TEXTO
________________________

Em 2006, o jornal O Estado de S. Paulo editou uma matéria bastante polêmica, com o título “Hospital de Pernambuco é a cidade dos loucos”, referindo-se ao Hospital José Alberto Maia, localizado no Município de Camaragibe, na qual denunciava os maus-tratos e abusos sofridos por seus pacientes. “Os pacientes que sobreviviam naquele lugar inóspito dormiam pelo chão sobre papelões, as paredes eram sujas com fungos e vários pacientes se encontravam debilitados, apresentavam doenças respiratórias e de pele”.
O hospital teve suas portas fechadas para a entrada de novos pacientes em 2002, e o processo de desinstitucionalização se iniciou em 2010, unindo os esforços das esferas federal, estadual e municipal. No total, 536 pacientes foram transferidos da unidade. Destes, 48% foram para centros de desinstitucionalização localizados em Aldeia, também em Camaragibe, 25% foram para outros hospitais psiquiátricos e 20% foram para residências terapêuticas (Secretaria Estadual de Saúde de Pernambuco, 2010). O objetivo era diminuir o índice de óbitos no local, melhorar a assistência e acelerar o encaminhamento dos pacientes para outros serviços de referência ou possibilitar o retorno ao convívio familiar.

________________________

TAREFA PROPOSTA 1
De acordo com o texto sobre o Hospital José Alberto Maia, quantos pacientes foram transferidos da unidade?
TAREFA PROPOSTA 2
Escreva a continuação do texto sobre o Hospital José Alberto Maia, começando logo após a última frase apresentada.
As entradas provêm de uma fonte diferente da do texto.

________________________

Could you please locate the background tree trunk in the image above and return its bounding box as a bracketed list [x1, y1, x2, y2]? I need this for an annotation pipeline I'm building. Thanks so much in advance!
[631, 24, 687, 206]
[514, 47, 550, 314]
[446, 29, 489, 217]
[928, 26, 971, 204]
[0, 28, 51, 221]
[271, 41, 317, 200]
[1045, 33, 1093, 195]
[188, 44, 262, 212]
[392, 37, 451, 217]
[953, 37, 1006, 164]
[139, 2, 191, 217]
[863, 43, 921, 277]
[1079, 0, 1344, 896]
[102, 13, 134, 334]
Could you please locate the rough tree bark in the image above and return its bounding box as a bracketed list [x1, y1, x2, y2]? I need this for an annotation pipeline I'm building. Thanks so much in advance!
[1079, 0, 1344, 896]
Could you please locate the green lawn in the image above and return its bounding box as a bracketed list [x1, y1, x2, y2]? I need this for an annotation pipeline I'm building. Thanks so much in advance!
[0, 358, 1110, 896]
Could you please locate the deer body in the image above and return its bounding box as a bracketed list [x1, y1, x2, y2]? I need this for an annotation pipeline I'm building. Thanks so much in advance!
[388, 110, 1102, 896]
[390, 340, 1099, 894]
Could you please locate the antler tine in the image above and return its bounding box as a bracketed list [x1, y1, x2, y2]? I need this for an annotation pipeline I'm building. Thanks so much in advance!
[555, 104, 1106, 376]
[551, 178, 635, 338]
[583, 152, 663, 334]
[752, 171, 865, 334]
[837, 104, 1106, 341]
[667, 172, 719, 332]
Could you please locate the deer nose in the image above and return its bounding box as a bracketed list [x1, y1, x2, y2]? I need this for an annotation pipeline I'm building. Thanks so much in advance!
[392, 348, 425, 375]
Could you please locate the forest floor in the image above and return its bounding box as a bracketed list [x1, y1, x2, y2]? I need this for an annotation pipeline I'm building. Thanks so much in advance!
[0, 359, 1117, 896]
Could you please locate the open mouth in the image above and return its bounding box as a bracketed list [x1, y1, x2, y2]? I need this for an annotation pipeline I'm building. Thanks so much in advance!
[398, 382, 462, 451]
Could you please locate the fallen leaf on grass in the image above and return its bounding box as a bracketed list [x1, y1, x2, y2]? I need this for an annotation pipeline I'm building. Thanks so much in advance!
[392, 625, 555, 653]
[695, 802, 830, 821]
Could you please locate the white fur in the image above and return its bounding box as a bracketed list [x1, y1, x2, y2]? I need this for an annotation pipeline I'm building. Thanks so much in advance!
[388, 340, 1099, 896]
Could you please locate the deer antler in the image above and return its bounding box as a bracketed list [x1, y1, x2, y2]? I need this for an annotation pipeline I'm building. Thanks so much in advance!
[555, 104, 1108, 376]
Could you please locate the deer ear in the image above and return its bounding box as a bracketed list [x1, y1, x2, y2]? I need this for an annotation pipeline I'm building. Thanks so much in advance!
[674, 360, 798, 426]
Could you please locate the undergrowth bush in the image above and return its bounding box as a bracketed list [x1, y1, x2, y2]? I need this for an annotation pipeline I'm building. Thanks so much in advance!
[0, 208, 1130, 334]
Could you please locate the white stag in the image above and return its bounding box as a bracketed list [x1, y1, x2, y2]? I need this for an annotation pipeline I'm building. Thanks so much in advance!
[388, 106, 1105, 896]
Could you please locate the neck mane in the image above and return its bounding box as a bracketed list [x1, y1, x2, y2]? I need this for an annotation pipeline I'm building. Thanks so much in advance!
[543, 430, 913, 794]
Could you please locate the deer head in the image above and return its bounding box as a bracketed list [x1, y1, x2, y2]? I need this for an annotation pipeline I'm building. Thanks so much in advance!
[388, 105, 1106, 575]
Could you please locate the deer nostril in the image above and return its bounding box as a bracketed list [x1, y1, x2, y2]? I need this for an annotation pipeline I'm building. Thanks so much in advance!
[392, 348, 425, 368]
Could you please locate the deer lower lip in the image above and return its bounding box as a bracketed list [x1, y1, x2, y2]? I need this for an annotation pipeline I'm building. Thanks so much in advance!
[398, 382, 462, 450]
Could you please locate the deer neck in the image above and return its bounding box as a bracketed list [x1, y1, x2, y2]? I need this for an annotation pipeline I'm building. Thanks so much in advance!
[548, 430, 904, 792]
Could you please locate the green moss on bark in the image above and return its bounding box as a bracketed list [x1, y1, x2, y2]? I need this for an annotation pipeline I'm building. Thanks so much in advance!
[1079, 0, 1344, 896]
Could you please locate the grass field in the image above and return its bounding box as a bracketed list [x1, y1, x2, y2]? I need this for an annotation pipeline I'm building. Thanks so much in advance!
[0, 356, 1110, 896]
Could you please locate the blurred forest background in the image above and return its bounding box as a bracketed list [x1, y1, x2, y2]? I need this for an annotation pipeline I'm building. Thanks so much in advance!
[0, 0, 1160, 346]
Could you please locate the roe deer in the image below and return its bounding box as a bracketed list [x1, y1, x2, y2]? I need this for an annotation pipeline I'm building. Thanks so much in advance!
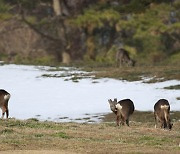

________________________

RESPOSTA DA TAREFA 1
536 pacientes.

RESPOSTA DA TAREFA 2
A reforma psiquiátrica hoje
Diante do processo de reforma psiquiátrica, a desinstitucionalização por meio do Sistema de Residência Terapêutica (SRT) é a ferramenta precursora no processo de reabilitar e reintegrar os pacientes egressos dos manicômios judiciários e hospitais psiquiátricos. É por meio deles que ocorre o processo de reinserção dos egressos dos hospitais psiquiátricos e manicômios dentro da comunidade. O olhar em busca de um novo horizonte permite que o morador da Residência Terapêutica restabeleça alguns vínculos, com outros moradores e com o cuidador, que é o mediador desse novo processo.
Desde a construção dos SRTs geridos na cidade do Recife e com a introdução das Organizações de Saúde (OSs), funcionários relatam abusos e assédio moral. Consequentemente, para o assediado ocorrem várias perdas, entre elas: perda de motivação, criatividade, capacidade de liderança; aumento da ansiedade, insegurança, depressão, entre outras doenças; aumento das doenças profissionais e acidentes de trabalho; dificuldade de se manter empregado. Esse é o reflexo da saúde mental na cidade do Recife, que privatiza seus serviços sob a alegação de que a iniciativa privada pode complementar os serviços de saúde.
O objeto da desinstitucionalização começa mostrando que se faz necessário quebrar os moldes conhecidos e estabelecer novas práticas, promovendo a articulação dos envolvidos, com um modelo de Gestão Participativa da Saúde. Uma gestão participativa na Atenção Psicossocial envolve todos os seus atores: cuidadores de residência terapêutica, redutores de danos, técnicos de referência e moradores das residências terapêuticas e equipe dos Centros de Assistência Psicossocial (Caps).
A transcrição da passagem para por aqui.